--- Task directions ---
From the data below, repeat exactly the lines from the line with "cloud? Tag one per instance." to the line with "boulder? Tag one per instance.", both included.

--- Recorded data ---
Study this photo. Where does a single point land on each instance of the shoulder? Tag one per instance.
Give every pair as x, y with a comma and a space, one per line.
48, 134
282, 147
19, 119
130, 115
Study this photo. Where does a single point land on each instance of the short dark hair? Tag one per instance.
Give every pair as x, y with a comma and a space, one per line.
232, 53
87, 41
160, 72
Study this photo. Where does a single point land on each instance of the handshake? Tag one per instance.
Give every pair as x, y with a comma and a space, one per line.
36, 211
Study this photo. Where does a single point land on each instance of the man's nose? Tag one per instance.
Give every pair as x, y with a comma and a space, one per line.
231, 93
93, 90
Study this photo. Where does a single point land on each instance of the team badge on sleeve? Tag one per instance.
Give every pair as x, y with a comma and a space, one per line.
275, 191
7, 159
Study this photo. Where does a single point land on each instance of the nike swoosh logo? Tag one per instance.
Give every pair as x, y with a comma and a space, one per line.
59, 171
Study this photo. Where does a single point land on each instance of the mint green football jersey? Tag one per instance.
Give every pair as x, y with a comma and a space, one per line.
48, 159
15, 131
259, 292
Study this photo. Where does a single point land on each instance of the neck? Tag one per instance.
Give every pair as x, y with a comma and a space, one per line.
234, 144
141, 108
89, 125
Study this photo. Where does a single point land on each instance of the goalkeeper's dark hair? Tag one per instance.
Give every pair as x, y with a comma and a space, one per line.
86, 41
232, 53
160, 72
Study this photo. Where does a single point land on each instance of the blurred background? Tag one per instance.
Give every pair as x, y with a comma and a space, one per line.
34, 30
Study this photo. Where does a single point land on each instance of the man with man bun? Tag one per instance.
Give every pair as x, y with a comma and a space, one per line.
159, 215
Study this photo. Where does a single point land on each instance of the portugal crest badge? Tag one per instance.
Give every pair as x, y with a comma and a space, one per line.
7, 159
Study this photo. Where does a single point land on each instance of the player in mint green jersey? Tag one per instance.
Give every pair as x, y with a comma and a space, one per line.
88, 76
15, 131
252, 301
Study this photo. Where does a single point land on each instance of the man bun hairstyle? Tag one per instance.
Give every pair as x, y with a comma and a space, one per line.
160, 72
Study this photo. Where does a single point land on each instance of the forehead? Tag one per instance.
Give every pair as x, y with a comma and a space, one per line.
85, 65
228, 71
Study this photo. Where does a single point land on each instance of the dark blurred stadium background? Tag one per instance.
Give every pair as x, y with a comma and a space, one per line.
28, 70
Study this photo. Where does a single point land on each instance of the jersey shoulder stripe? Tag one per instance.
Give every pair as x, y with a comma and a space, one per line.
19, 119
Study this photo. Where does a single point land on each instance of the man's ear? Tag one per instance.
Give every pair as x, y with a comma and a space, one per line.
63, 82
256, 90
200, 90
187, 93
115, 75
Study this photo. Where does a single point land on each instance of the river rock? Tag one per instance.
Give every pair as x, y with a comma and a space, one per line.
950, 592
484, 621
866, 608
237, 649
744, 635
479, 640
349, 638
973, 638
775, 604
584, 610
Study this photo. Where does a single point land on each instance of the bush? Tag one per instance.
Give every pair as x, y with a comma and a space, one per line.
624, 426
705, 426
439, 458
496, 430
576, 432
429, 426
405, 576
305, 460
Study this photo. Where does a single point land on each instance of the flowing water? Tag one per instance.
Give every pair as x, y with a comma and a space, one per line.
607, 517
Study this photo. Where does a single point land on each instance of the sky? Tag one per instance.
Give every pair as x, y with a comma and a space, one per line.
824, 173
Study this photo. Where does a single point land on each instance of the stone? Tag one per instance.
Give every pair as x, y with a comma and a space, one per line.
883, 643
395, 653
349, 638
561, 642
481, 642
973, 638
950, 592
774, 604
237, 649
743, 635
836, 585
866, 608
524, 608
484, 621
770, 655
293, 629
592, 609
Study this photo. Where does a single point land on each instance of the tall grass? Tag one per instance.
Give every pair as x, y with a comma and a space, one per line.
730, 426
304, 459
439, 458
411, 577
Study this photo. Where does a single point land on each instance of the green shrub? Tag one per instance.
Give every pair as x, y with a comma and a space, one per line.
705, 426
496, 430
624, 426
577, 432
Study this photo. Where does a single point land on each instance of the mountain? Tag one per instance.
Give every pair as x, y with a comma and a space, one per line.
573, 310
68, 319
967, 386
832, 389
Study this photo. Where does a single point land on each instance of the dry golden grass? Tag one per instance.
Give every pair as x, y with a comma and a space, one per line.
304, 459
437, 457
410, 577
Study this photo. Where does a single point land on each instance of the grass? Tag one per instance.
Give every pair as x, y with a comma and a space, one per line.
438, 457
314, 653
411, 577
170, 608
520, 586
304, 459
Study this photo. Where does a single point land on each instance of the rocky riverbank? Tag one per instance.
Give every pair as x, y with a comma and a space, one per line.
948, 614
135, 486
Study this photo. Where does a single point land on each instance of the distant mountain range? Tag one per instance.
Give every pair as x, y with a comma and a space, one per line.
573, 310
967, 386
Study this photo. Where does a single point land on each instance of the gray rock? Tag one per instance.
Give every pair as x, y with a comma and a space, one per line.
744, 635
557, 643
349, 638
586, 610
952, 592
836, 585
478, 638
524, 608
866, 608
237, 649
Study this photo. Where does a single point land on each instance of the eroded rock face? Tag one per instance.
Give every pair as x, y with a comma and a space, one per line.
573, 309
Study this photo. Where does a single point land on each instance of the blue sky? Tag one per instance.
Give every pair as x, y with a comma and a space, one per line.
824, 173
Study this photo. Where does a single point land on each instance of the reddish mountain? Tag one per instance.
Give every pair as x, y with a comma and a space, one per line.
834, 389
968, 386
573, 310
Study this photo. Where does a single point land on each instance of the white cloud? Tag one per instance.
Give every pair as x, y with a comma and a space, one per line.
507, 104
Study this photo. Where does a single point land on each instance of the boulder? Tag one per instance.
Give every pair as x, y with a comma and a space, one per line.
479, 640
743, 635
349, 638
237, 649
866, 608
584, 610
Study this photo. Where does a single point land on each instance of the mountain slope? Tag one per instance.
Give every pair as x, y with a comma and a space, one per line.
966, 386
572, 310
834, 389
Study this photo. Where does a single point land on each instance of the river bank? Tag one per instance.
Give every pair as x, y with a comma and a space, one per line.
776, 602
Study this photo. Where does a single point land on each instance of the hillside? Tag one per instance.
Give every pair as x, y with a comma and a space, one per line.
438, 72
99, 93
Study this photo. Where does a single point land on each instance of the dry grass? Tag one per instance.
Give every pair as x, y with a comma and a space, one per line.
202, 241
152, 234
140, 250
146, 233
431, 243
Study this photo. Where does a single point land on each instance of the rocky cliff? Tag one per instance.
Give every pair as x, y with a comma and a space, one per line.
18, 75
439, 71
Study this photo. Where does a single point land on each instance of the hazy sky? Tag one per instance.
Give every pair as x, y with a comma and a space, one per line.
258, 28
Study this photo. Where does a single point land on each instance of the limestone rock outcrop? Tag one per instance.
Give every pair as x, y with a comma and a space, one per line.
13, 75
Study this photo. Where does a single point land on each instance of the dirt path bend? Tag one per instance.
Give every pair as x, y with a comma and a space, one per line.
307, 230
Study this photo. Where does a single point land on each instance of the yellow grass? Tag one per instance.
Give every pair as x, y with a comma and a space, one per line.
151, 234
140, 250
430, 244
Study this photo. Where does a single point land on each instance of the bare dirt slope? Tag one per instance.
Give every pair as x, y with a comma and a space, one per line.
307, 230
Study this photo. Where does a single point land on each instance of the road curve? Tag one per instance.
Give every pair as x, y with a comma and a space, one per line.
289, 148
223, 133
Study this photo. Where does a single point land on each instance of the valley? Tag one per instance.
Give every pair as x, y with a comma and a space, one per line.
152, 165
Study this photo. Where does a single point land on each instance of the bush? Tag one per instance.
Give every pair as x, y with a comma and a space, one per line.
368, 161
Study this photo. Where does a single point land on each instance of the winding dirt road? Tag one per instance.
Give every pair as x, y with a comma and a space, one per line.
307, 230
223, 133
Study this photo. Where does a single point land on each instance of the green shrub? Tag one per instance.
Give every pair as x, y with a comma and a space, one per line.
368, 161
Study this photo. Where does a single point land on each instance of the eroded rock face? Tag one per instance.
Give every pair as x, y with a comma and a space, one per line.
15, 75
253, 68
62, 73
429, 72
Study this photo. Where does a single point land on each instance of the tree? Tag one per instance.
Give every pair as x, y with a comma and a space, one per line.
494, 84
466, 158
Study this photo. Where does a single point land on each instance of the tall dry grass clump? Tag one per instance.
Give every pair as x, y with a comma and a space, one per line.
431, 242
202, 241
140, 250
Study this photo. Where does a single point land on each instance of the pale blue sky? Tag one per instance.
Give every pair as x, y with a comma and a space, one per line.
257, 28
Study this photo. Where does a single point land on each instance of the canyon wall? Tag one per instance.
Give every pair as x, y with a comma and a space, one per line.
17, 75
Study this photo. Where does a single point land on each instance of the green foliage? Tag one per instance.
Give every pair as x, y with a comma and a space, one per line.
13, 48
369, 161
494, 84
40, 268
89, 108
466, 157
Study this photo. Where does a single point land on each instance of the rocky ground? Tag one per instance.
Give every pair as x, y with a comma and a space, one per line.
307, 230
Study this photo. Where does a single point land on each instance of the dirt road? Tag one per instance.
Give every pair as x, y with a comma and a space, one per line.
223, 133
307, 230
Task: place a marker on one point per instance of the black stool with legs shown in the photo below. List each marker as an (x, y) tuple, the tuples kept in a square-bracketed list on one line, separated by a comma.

--- Written answer ---
Study this photo. Where does a single point land on each instance of the white cloud? Tag one per instance.
Give every pair as x, y with a comma and a space, one per line.
507, 104
Study this photo. Where does a single point land on each instance of the boulder? Tag one per instance.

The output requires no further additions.